Page excerpt:
'''

A primary school in Perth's eastern suburbs is the model for early intervention that Andrew Forrest believes will improve the health of Aboriginal children from conception to three, the years experts say are crucial for development.
Challis Early Childhood Education Centre in Armadale's co-location of services, including child health nurses, playgroups, kindergarten, an immunisation clinic and other specialists on-site, is recommended for roll-out in other communities around the country.
The Forrest report calls for intensive prenatal and early childhood care and education to give children the best chance of entering the school system able to learn.
It says teachers should be paid more in low-attendance schools and offered bonuses if truancy falls. Sporting carnivals or other events should not be excuses for children not to attend school.
"To achieve parity, (Aboriginal) children must go to school at least nine out of every 10 days," the report says. "Governments should use every lever at their disposal to bring school attendance to this level."
This would include the Commonwealth withholding education funding from States that did not achieve attendance benchmarks.
The report also calls for an overhaul of the training system to end what Mr Forrest describes a "cash barbecue" of Government-funded jobseeker training activity that is not linked to real jobs.
Mr Forrest advocates creating a voucher system for employers redeemable at training institutions, which would replace direct government funding of TAFE and other training providers.

'''

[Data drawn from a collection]

'''

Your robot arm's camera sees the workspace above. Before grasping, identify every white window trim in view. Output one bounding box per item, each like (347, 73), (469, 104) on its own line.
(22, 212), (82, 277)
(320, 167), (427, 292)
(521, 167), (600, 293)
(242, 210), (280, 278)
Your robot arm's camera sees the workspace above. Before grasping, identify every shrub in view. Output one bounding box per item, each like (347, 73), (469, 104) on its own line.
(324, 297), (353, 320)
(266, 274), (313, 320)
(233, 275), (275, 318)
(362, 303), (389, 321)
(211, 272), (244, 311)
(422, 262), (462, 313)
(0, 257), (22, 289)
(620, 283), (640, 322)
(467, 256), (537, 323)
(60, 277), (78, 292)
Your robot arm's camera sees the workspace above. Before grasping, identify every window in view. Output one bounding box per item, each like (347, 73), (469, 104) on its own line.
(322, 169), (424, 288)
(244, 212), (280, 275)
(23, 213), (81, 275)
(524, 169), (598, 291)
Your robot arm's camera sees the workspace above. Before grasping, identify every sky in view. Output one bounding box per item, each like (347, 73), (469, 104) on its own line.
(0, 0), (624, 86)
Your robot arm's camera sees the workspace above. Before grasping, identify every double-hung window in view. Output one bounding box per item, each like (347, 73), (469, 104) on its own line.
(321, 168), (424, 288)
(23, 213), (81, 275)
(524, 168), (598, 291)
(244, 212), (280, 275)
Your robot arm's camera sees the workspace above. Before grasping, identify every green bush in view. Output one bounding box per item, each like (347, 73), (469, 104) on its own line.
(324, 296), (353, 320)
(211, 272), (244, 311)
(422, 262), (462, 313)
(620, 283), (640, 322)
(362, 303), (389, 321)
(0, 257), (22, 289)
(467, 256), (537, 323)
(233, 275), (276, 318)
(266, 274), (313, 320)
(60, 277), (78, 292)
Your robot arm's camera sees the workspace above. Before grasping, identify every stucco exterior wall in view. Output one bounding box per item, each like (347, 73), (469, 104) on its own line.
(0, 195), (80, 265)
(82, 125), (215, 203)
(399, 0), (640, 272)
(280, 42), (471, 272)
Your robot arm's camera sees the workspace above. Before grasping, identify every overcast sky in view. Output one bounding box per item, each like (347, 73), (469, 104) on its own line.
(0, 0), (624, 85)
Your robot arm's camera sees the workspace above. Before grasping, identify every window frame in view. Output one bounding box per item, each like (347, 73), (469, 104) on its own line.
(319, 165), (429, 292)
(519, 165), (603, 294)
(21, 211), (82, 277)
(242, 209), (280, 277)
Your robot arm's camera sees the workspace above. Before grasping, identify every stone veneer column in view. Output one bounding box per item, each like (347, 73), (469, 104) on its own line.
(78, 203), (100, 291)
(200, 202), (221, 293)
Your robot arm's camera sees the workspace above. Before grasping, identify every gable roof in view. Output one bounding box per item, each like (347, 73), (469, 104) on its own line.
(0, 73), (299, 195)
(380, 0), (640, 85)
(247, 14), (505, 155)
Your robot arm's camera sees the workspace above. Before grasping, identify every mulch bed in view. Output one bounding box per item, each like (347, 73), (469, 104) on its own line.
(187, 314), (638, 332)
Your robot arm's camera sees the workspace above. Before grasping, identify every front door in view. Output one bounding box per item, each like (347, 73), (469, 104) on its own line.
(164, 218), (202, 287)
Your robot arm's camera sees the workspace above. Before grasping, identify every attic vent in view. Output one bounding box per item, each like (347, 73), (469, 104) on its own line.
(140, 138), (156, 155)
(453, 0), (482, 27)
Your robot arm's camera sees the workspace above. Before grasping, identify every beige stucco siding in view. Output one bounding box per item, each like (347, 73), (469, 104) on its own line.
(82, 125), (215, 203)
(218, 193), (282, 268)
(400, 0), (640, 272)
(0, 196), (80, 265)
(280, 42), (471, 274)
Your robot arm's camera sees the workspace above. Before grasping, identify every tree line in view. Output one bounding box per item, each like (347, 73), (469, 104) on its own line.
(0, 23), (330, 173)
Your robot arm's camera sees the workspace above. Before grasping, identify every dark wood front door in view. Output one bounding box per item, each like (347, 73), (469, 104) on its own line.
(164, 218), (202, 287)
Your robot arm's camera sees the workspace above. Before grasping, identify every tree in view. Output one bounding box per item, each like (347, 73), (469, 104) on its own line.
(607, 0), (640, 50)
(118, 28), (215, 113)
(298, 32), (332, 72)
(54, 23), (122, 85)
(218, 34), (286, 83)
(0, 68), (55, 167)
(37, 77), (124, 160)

'''

Assigned task:
Answer these questions from the article on the Forrest report:
(a) Which centre is named as the model for early intervention?
(b) According to the report, at least how many days out of every 10 must Aboriginal children attend school to achieve parity?
(c) What does Mr Forrest propose to replace direct government funding of TAFE and other training providers?
The rows have no connection to the article on the Forrest report.

Response:
(a) Challis Early Childhood Education Centre in Armadale
(b) Nine
(c) A voucher system for employers, redeemable at training institutions